[Document extract]:
1. Evidence--hearsay--not truth of matter asserted
The trial court did not err in a first-degree murder case by admitting the testimony of the
victim's mother concerning what her daughter told her about her problems with defendant, the
daughter's ex-boyfriend, and about her request to have someone pick her up at the bus stop,
because these statements are not hearsay since they are offered to explain why the victim's mother
asked the victim-brother to meet his sister at the bus stop that afternoon, which is a purpose other
than for proving the truth of the matter asserted.
2. Evidence--hearsay--state of mind exception--subsequent conduct
The trial court did not err in a first-degree murder case by admitting the testimony of a
detective concerning defendant's family not knowing his whereabouts because these statements
are not hearsay since they were offered to show the effect the statements had on the testifying
witness's state of mind and to explain his subsequent conduct in calling other non-family members
to help him try to locate defendant, which is a purpose other than for proving the truth of the
matter asserted.
3. Evidence--hearsay--erroneous admission--no prejudicial error
Although the trial court erred in a first-degree murder case by admitting the hearsay
testimony of the victim's wife concerning the victim telling her that defendant previously stabbed
someone seventeen times, the error was not prejudicial in light of the abundance of evidence
implicating defendant, including witnesses who actually saw defendant shoot the victim.
4. Evidence--redirect examination--permissible scope--opened the door--dispel
favorable inferences
The trial court did not err in concluding the prosecutor did not exceed the permissible
scope of redirect examination of a witness in a first-degree murder case by asking questions
concerning defendant's financial support of his child because defendant opened the door to this
evidence since: (1) the State has the right to introduce otherwise irrelevant evidence if it tends to
dispel favorable inferences arising from defendant's cross-examination of a witness; and (2)
defendant elicited testimony during cross-examination of this witness to the effect that defendant
had regular visitation with his child in an attempt to raise a favorable inference that defendant was
a good father.
5. Evidence--direct examination--leading questions--refreshing recollection or memory
The trial court did not abuse its discretion in a first-degree murder case by allowing the
prosecutor to ask a leading question during direct examination in order to elicit testimony that
defendant spat on the victim immediately after shooting him because leading questions are
permissible if the examiner seeks to aid the witness' recollection or refresh her memory when the
witness has exhausted her memory without stating the particular matter required. N.C.G.S. § 8C-
1, Rule 611(c).

[Data records]:

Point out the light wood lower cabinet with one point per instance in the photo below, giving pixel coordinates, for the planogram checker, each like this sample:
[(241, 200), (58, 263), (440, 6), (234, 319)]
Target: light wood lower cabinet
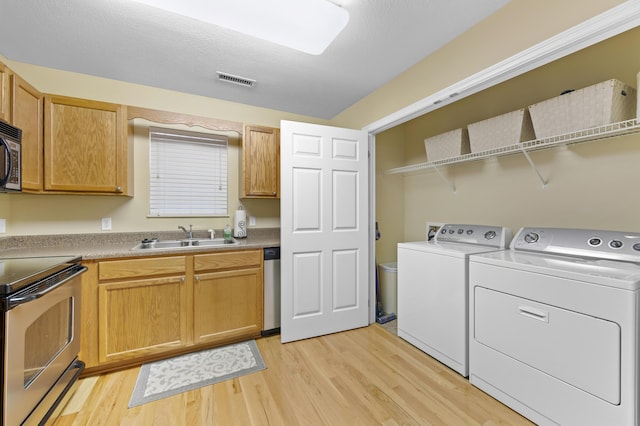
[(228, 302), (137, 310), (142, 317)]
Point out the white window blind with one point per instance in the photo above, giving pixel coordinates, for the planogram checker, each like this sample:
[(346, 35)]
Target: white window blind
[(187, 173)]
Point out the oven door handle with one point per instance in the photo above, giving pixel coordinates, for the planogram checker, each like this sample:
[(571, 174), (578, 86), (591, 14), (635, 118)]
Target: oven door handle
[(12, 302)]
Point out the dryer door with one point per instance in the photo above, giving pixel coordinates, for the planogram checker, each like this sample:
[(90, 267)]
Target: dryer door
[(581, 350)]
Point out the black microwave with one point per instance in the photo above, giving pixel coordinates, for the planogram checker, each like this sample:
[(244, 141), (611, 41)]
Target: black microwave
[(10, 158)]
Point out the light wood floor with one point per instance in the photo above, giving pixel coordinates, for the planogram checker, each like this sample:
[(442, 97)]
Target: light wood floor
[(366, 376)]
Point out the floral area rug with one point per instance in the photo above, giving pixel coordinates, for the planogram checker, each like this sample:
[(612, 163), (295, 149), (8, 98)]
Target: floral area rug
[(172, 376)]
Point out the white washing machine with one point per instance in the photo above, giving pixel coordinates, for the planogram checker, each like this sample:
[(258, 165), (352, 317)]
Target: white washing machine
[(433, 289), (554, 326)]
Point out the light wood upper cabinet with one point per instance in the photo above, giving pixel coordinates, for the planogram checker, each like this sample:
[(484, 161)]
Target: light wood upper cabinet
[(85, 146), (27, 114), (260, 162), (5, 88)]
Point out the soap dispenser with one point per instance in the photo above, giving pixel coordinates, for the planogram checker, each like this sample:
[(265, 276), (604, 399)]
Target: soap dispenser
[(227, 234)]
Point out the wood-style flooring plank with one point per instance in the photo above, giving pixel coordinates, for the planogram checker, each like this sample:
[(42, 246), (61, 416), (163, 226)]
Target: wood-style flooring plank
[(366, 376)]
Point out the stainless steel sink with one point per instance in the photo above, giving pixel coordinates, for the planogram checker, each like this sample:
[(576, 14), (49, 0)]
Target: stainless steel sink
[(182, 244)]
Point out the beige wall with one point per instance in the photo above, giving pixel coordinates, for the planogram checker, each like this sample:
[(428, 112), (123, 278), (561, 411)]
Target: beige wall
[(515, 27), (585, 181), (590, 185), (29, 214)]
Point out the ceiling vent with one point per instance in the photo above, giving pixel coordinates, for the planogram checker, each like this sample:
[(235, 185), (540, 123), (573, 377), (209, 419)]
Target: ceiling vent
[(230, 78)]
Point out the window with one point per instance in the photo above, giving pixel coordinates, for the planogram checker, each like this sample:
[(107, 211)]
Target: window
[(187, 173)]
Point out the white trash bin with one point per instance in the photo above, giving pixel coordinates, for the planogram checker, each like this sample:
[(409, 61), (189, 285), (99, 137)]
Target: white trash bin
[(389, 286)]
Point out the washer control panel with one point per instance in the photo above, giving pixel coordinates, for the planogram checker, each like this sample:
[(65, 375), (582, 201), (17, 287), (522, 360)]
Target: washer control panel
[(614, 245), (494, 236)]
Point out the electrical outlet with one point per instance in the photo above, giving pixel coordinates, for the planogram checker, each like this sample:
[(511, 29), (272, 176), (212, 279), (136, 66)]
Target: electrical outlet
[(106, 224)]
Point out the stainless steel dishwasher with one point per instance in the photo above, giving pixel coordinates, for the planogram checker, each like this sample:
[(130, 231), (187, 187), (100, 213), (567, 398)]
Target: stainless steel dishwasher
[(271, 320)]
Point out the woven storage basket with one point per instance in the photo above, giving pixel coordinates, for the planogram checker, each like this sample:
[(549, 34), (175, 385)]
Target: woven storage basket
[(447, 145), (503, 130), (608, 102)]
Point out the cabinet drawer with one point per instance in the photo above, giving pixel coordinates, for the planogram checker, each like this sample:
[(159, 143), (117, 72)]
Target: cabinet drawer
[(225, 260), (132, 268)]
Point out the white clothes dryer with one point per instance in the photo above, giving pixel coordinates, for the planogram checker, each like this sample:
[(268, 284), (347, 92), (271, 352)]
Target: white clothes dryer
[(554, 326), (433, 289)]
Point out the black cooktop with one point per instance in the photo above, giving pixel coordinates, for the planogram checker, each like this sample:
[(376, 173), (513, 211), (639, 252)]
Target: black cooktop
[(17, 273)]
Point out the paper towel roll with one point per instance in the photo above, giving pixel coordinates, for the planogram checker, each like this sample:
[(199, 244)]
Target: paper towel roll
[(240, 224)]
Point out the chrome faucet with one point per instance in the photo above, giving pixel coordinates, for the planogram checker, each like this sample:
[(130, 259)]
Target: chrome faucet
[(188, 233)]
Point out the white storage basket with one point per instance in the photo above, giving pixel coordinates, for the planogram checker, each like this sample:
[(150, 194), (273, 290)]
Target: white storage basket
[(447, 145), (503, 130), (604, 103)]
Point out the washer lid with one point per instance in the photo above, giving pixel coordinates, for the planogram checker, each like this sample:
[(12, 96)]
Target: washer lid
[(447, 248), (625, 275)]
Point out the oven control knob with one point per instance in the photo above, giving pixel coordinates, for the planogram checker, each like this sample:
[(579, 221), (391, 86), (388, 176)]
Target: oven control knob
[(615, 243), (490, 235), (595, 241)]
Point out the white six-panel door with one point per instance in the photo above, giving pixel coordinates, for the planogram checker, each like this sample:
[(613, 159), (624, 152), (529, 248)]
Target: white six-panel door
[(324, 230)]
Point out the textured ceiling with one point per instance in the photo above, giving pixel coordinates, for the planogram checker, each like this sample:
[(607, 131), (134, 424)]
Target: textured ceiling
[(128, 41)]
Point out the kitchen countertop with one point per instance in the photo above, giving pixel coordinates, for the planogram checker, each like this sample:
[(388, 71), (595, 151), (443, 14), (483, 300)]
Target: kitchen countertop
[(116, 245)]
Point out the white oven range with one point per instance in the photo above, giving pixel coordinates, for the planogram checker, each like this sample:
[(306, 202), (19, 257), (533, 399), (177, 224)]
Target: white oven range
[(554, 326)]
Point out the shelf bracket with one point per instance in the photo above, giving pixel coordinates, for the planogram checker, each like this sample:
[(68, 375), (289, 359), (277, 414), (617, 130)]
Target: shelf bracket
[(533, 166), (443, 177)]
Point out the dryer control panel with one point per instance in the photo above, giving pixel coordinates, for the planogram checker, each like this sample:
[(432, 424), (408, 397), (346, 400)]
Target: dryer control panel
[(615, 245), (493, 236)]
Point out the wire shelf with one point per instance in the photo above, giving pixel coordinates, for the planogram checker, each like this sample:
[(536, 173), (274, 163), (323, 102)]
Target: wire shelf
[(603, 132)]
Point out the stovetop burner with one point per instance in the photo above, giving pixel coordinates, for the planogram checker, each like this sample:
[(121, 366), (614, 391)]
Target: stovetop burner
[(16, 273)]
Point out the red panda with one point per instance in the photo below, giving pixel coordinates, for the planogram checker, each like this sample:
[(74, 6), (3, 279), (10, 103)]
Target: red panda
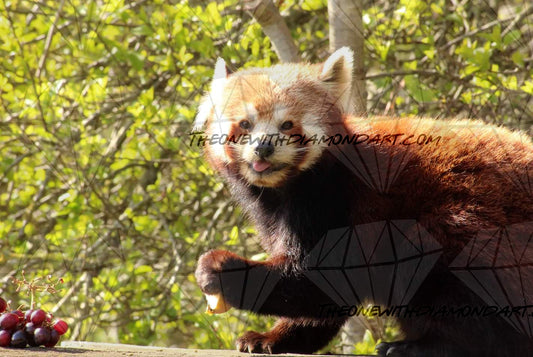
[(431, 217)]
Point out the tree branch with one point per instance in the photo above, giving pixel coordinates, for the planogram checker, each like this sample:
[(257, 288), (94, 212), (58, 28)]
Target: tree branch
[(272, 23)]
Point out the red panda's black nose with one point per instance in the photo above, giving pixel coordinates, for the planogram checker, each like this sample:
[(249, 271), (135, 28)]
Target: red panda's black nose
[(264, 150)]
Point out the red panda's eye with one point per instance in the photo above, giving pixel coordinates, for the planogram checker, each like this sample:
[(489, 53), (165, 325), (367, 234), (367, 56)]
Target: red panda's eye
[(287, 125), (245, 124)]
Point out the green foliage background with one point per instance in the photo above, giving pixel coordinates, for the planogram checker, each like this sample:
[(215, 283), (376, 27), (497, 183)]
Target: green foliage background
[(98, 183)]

...

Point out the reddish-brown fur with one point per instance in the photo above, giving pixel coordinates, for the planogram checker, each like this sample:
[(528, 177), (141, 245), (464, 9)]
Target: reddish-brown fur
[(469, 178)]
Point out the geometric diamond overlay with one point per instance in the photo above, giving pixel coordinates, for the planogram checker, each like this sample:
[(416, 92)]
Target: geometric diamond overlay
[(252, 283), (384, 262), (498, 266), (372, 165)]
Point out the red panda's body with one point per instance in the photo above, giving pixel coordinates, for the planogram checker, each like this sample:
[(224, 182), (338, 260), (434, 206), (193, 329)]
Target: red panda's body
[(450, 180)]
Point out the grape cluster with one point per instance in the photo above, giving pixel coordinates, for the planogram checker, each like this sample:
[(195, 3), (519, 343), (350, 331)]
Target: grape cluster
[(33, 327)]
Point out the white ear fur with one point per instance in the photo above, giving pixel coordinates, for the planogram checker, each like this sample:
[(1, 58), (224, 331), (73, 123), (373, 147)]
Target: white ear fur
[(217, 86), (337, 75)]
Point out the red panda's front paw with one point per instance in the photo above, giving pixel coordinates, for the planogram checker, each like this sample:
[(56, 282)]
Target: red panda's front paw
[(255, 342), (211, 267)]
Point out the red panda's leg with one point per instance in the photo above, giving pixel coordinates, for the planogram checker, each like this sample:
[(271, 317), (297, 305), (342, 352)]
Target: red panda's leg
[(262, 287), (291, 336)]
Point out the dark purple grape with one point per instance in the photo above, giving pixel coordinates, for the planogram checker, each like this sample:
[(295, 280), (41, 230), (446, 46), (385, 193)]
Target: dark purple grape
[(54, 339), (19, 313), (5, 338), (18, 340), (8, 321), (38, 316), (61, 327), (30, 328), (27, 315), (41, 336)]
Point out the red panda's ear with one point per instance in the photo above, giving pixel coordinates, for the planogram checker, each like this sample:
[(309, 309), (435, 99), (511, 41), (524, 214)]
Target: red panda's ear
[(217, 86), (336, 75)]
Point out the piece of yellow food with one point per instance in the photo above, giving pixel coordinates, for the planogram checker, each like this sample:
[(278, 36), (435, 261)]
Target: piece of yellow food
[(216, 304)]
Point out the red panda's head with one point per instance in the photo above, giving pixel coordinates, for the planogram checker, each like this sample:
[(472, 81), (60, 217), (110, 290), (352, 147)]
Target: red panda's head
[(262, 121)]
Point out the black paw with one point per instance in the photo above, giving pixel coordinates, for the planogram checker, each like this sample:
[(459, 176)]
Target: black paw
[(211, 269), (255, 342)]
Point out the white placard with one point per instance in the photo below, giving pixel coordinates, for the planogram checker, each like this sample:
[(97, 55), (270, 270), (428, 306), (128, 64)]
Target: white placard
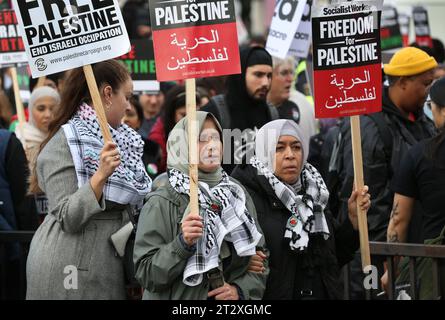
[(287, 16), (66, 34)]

[Given problem A]:
According to the headnotes, why was the detective's testimony about defendant's family not knowing his whereabouts not hearsay?
[Given problem B]:
Write out the headnotes from "defendant elicited testimony" to "a good father.".
Rely solely on the headnotes when responding.

[Final answer A]:
It was not offered to prove the truth of the matter asserted. It was offered to show how the statements affected the detective's state of mind and to explain why he then called non-family members to help him try to locate defendant.

[Final answer B]:
defendant elicited testimony during cross-examination of this witness to the effect that defendant
had regular visitation with his child in an attempt to raise a favorable inference that defendant was
a good father.